Exercise inputs ▸
━━━

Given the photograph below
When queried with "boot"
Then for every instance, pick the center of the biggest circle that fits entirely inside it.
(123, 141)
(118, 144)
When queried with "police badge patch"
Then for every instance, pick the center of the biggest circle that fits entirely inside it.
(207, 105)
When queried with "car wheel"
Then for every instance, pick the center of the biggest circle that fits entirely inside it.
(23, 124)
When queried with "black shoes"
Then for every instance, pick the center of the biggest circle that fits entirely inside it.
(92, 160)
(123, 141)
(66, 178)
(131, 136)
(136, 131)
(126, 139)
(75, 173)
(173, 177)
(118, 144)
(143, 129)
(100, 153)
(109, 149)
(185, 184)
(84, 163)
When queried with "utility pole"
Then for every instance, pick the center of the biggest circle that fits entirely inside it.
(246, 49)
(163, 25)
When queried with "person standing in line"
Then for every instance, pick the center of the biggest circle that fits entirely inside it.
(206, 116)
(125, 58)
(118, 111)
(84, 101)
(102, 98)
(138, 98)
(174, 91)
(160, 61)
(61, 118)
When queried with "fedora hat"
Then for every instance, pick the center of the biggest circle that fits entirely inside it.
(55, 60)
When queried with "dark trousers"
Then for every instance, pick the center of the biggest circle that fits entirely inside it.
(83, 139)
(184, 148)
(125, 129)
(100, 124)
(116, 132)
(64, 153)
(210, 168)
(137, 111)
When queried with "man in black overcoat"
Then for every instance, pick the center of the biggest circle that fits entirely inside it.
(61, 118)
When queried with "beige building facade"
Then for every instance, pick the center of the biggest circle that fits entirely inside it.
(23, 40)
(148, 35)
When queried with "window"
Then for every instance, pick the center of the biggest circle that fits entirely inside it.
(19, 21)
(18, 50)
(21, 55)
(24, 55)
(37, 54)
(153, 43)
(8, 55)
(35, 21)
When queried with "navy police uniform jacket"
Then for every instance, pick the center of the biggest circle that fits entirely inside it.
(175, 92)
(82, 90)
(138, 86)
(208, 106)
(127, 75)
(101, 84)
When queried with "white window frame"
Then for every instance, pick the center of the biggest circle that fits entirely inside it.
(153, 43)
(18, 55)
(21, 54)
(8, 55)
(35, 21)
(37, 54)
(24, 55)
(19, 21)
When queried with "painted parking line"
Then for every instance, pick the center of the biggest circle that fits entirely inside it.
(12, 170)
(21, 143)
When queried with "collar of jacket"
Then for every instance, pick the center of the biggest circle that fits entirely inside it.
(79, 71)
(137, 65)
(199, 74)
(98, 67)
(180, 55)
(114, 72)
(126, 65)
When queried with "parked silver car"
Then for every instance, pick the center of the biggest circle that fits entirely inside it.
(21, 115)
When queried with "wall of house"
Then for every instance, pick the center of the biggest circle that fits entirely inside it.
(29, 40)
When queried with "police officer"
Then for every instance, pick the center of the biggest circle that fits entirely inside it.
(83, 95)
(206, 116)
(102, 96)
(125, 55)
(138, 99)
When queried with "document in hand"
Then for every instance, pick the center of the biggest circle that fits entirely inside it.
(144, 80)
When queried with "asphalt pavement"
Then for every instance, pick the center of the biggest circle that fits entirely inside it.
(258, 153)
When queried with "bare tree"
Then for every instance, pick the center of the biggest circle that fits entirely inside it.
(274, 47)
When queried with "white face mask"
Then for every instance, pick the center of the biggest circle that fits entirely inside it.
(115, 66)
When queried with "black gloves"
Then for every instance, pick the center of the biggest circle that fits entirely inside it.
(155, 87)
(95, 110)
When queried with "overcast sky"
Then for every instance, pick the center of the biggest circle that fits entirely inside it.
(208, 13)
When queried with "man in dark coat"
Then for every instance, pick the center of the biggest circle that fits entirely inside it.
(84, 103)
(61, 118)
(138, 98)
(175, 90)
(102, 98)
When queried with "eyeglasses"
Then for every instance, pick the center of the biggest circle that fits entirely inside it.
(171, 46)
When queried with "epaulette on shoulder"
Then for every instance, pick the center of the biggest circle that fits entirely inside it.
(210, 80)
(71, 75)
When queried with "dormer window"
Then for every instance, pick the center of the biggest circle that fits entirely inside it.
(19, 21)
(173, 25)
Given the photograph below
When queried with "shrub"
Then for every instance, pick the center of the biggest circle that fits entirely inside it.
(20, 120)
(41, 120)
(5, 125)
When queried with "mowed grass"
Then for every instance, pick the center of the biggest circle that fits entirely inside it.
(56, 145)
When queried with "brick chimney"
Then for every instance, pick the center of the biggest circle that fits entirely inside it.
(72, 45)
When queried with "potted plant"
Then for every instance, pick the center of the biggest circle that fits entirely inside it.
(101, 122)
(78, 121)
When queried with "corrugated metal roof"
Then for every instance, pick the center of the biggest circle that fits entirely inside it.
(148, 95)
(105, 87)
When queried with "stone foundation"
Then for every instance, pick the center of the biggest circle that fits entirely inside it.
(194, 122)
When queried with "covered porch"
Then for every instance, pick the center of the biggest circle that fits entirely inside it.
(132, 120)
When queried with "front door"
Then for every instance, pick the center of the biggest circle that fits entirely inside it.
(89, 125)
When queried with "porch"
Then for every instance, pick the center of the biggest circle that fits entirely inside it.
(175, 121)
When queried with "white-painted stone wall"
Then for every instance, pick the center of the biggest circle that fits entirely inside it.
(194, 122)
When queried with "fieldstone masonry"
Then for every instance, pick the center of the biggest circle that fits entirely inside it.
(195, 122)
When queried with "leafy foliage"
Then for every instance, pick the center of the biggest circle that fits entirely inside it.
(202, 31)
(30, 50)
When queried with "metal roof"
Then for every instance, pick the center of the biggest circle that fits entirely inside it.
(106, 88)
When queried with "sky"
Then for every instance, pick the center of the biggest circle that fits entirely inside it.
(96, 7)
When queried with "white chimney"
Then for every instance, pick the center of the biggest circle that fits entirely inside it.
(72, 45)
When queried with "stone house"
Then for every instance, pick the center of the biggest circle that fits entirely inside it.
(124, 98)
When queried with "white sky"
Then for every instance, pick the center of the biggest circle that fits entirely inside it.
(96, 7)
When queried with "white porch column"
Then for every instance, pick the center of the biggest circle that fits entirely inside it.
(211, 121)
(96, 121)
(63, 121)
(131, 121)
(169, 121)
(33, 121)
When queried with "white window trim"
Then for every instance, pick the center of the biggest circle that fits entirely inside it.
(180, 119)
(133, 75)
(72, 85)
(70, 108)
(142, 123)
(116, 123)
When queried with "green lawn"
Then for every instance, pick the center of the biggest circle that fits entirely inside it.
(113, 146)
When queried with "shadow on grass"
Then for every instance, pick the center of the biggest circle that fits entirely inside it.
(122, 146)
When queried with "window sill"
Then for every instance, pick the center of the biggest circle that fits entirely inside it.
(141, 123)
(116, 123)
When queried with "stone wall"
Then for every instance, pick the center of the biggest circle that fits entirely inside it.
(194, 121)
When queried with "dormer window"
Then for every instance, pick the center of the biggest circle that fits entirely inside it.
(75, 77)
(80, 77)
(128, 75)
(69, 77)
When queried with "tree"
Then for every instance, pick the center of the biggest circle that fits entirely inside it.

━━━

What you have to do ▸ Without changing a word, restate the whole listing.

Reply to the task ▸
Given the photograph below
When queried with "boot"
Then for every instance, pick the center of the biggest circle that fits entirely inside it.
(123, 141)
(118, 144)
When queried with "police badge patch"
Then for every instance, pick the center of the biggest circle that fits entirely inside it.
(207, 105)
When queried with "car wheel"
Then for every instance, pick the center of the biggest circle that fits entirely inside it.
(23, 124)
When queried with "black shoes"
Then for every instance, pick the center of the biggest circle that fits entirely inside it.
(92, 160)
(123, 141)
(66, 178)
(131, 136)
(136, 131)
(126, 139)
(75, 173)
(173, 177)
(118, 144)
(143, 129)
(100, 153)
(109, 149)
(185, 184)
(84, 163)
When queried with "utility pole"
Then for every instance, pick the center of the biggest circle that fits entirely inside it.
(246, 49)
(163, 25)
When queried with "person standing in line"
Then for every instance, pick the center of the biggest circle that fits entirely inside it.
(206, 116)
(125, 58)
(118, 111)
(84, 101)
(102, 98)
(138, 98)
(174, 91)
(160, 61)
(61, 118)
When queried with "fedora hat"
Then for every instance, pick the center of the biggest circle that fits entirely inside it.
(55, 60)
When queried with "dark trousers"
Then for every instance, pick the center of the biggest circle that fits entirely inside it.
(83, 139)
(184, 148)
(125, 129)
(100, 124)
(116, 132)
(64, 153)
(210, 168)
(137, 111)
When queried with "man in black overcoat"
Then for every instance, pick the center of the biggest circle that fits entirely inside it.
(61, 118)
When queried with "beige building facade"
Then for every instance, pick the center of the biggest circle that fits entirely inside it.
(23, 40)
(148, 35)
When queried with "window"
Then for every instance, pick the center of the biggest circle that fits entirely inside it.
(19, 21)
(18, 50)
(21, 55)
(24, 55)
(37, 54)
(153, 43)
(8, 55)
(35, 21)
When queried with "navy police uniform jacket"
Then for every instance, pick the center of the biggest circle that fits entirely inside it.
(175, 92)
(82, 90)
(138, 86)
(208, 106)
(127, 75)
(101, 84)
When queried with "white window frame"
Then for every instance, pick the center of the biggest circle that fits entirely inside it.
(153, 43)
(18, 55)
(21, 54)
(8, 55)
(35, 21)
(37, 54)
(24, 55)
(19, 21)
When queried with "painted parking line"
Then for every instance, pick the center of the biggest circle that fits entirely inside it.
(12, 170)
(21, 143)
When queried with "collar of jacket"
Then for every instance, pick the center of the biggest circle that fits entirely inside it.
(79, 71)
(137, 65)
(199, 74)
(98, 67)
(180, 55)
(114, 72)
(126, 65)
When queried with "parked silver car"
Then for every instance, pick the center of the biggest circle that fits entirely inside it.
(21, 115)
When queried with "wall of house"
Then for every instance, pick the center of the biggest circle that fits entirely inside it.
(29, 40)
When queried with "police officer"
Then for every instance, pick the center of the biggest circle that fits entirely inside it.
(83, 95)
(206, 116)
(102, 96)
(125, 55)
(138, 99)
When queried with "document in hand"
Then for every instance, pick the center of the biggest circle that fits entirely inside it.
(144, 80)
When queried with "asphalt pavement"
Then for every instance, pick the center of the biggest circle that fits entirely inside it.
(258, 153)
When queried with "bare tree"
Then for every instance, pick the center of the biggest circle that fits entirely inside it.
(274, 47)
When queried with "white face mask"
Then for every instance, pick the center of the biggest circle that fits entirely inside it.
(115, 66)
When queried with "black gloves"
Then for every instance, pick the center of the biggest circle that fits entirely inside it.
(155, 87)
(95, 110)
When queried with "overcast sky"
Then for every instance, pick the center of the biggest circle that fits entirely inside it.
(208, 13)
When queried with "man in dark coat"
Then for every instance, pick the center of the biggest circle that fits entirely inside it.
(84, 103)
(61, 118)
(138, 98)
(175, 90)
(102, 98)
When queried with "eyeglasses"
Then for every instance, pick the center of the biggest circle that fits entirely inside it.
(171, 46)
When queried with "epaulette on shoulder"
Then for every instance, pick the center of the biggest circle that fits entirely inside it.
(210, 80)
(71, 75)
When queried with "dormer window"
Then for every instance, pick the center of the biggest circle that fits entirely inside it.
(19, 21)
(173, 25)
Given the photograph below
When queried with "shrub"
Then for every instance, pick the center of the biggest circle that fits entirely inside it.
(20, 120)
(41, 120)
(5, 125)
When queried with "mowed grass"
Then for every instance, pick the center of the biggest circle that fits entirely inside it.
(56, 145)
When queried with "brick chimney"
Then for every instance, pick the center of the biggest circle that fits entirely inside it.
(72, 45)
When queried with "potted plant"
Then for every instance, pick the center of the biggest circle that fits entirely inside it.
(101, 122)
(78, 121)
When queried with "corrugated metal roof"
Then for every instance, pick the center of the biggest circle that fits entirely inside it.
(148, 95)
(105, 87)
When queried with "stone foundation"
Then for every instance, pick the center of the biggest circle that fits entirely inside it.
(194, 122)
When queried with "covered porch"
Then for every instance, pick the center of the biggest circle that fits entirely inside it.
(132, 120)
When queried with "front door"
Then for every instance, pick the center of the biggest circle that fits entirely inside it.
(89, 125)
When queried with "porch"
Then for every instance, pick the center of the biggest circle that fits entirely inside it.
(175, 121)
When queried with "white-painted stone wall"
Then for every instance, pick the center of the biggest circle that fits entirely inside it.
(194, 122)
When queried with "fieldstone masonry"
Then for every instance, pick the center of the biggest circle that fits entirely inside it.
(195, 122)
When queried with "leafy foliage"
Then for every instance, pick the center of the biggest circle that fits entirely inside it.
(202, 31)
(30, 50)
When queried with "metal roof"
Then for every instance, pick the center of the biggest circle that fits entirely inside it.
(106, 88)
When queried with "sky"
Then for every instance, pick the center of the biggest circle that fits entirely inside it.
(96, 7)
When queried with "white chimney"
Then for every instance, pick the center of the biggest circle that fits entirely inside it.
(72, 45)
When queried with "stone house"
Then for every instance, pick the center of the biggest circle that fits entirely inside it.
(124, 98)
When queried with "white sky"
Then for every instance, pick the center of the biggest circle that fits entirely inside it.
(96, 7)
When queried with "white porch column"
Then for every instance, pick the center of the biggest circle that fits entirely inside it.
(211, 121)
(96, 121)
(63, 121)
(131, 121)
(169, 121)
(33, 121)
When queried with "white window trim"
Then for every instance, pick the center of the biggest circle that fits entirely inside it.
(180, 119)
(133, 75)
(72, 85)
(70, 108)
(142, 123)
(116, 123)
When queried with "green lawn"
Then for every instance, pick the center of the biggest circle that fits entirely inside it.
(113, 146)
When queried with "shadow on grass"
Then for every instance, pick the center of the biggest circle that fits entirely inside it.
(122, 146)
When queried with "window sill"
Then for every instance, pick the center of the biggest circle that fits entirely inside it.
(141, 123)
(116, 123)
When queried with "stone wall"
Then for every instance, pick the center of the biggest circle that fits entirely inside it.
(194, 121)
When queried with "dormer window"
Then for every instance, pick the center of the biggest circle that fits entirely inside it.
(75, 77)
(80, 77)
(128, 75)
(69, 77)
When queried with "tree"
Then for every instance, pick the center of the biggest circle that fits entirely inside it.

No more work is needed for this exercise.